> **Text**
Wellsource narrows optimal health down to three basic components:

    1. body health, 2. mind happiness, and 3. community connection.

All three must be fully developed and working cooperatively. Of course, there are multiple habits within each of these. For example, mind happiness requires an individual to manage stress, stay positive, be socially engaged, keep an active mind, get adequate rest, and much more. Healthy habits are associated with happiness.

 

So how does a population health professional achieve optimal wellness in their population? WELCOA suggests five dimensions essential for a strong wellness culture:

  • Shared values – wellness and health hold prominent spots in an organization’s value statement
  • Cultural norms – management and employees model healthy behaviors (e.g., walking breaks, healthy lunches)
  • Touch points – social mechanisms such as rewards, training, and relationships increase interest and engagement in healthy behaviors
  • Peer support – individuals help each other achieve wellness
  • Climate – teamwork, office morale, and a community-shared vision make it easy to make positive changes

WELCOA also identified seven benchmarks of results-oriented workplace wellness. While these benchmarks are directed at employers, the principles also apply to other populations, such as health plan members. The benchmarks are:

  • Committed and aligned leadership – management and C-suite executives who model wellness
  • Collaboration in support of wellness – employee teams that work together to build and sustain a wellness culture
  • Collecting meaningful data to evolve a wellness strategy – secure, confidential collection of self-reported data that reveal the current state of employee populations
  • Crafting an operating plan – goals (and concrete steps to achieve them) that reflect the organization’s values and mission
  • Choosing initiatives that support the whole employee – interventions appropriate to the population based on data analysis
  • Cultivate supportive, health-promoting environments, policies, and practices – ways that make it easier for the population to practice healthy habits
  • Evaluate, communicate, celebrate, and iterate – conduct an annual HRA to measure the success of a year-long wellness initiative, repeat essential messages, survey a population to get a handle on what matters most to them, and celebrate successes.

> **Supplied entries**
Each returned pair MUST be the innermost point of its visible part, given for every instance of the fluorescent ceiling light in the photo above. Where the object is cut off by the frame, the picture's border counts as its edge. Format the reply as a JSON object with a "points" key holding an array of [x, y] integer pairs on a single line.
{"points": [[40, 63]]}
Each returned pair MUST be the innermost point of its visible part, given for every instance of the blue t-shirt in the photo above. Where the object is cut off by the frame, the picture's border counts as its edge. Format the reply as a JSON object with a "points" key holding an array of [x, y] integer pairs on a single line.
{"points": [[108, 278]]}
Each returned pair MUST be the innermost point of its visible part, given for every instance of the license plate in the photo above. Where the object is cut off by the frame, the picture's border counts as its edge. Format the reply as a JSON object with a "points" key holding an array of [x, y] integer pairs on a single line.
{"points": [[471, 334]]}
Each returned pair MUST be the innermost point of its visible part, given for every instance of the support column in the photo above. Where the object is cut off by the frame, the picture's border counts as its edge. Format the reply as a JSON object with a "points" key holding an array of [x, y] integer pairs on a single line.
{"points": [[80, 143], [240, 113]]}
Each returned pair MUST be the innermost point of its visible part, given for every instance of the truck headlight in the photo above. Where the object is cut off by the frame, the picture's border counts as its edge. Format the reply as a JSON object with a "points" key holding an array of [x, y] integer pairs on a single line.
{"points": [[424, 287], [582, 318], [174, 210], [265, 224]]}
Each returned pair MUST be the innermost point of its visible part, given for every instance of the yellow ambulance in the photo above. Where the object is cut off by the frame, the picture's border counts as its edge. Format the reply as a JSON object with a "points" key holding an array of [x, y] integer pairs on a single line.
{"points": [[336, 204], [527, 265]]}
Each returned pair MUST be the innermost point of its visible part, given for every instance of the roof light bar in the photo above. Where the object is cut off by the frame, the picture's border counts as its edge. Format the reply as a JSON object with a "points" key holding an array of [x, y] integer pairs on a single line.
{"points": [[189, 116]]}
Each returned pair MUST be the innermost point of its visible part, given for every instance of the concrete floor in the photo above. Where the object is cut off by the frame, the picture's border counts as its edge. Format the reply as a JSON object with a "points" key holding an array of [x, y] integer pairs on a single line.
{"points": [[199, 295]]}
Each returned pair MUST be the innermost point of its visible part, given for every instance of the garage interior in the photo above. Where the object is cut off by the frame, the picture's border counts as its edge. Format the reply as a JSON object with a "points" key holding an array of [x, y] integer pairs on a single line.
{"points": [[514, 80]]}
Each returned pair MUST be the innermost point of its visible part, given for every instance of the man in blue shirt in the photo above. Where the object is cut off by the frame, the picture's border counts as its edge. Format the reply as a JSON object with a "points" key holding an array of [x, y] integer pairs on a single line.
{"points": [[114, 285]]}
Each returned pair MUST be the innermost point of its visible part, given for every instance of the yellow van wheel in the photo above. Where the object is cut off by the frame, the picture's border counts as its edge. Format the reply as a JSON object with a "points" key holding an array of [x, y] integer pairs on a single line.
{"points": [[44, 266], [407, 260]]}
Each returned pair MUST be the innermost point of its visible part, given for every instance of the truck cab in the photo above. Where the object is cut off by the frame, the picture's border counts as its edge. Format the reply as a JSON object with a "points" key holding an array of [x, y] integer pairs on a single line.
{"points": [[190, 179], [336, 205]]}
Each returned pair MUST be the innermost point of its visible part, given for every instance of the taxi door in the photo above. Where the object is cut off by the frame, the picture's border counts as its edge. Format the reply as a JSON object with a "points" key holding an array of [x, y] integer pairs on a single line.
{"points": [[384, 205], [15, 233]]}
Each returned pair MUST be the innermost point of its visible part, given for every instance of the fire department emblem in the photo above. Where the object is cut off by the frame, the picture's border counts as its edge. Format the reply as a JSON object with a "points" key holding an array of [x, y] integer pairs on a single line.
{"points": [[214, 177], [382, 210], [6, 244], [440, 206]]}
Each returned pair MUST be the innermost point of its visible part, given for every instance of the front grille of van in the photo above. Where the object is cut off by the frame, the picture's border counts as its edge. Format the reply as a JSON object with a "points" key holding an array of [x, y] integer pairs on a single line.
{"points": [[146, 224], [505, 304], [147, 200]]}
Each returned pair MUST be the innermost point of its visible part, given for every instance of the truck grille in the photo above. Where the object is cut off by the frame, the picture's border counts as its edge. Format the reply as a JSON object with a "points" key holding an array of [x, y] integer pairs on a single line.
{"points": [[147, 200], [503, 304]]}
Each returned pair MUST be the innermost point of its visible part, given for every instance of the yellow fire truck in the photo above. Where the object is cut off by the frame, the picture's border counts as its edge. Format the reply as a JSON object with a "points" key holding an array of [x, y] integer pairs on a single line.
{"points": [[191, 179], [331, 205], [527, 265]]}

> **Task item**
Please return the part of the wellness text that opens with the words containing "Wellsource narrows optimal" and closes with "associated with happiness.", copied word for word.

> **Task output**
Wellsource narrows optimal health down to three basic components:

    1. body health, 2. mind happiness, and 3. community connection.

All three must be fully developed and working cooperatively. Of course, there are multiple habits within each of these. For example, mind happiness requires an individual to manage stress, stay positive, be socially engaged, keep an active mind, get adequate rest, and much more. Healthy habits are associated with happiness.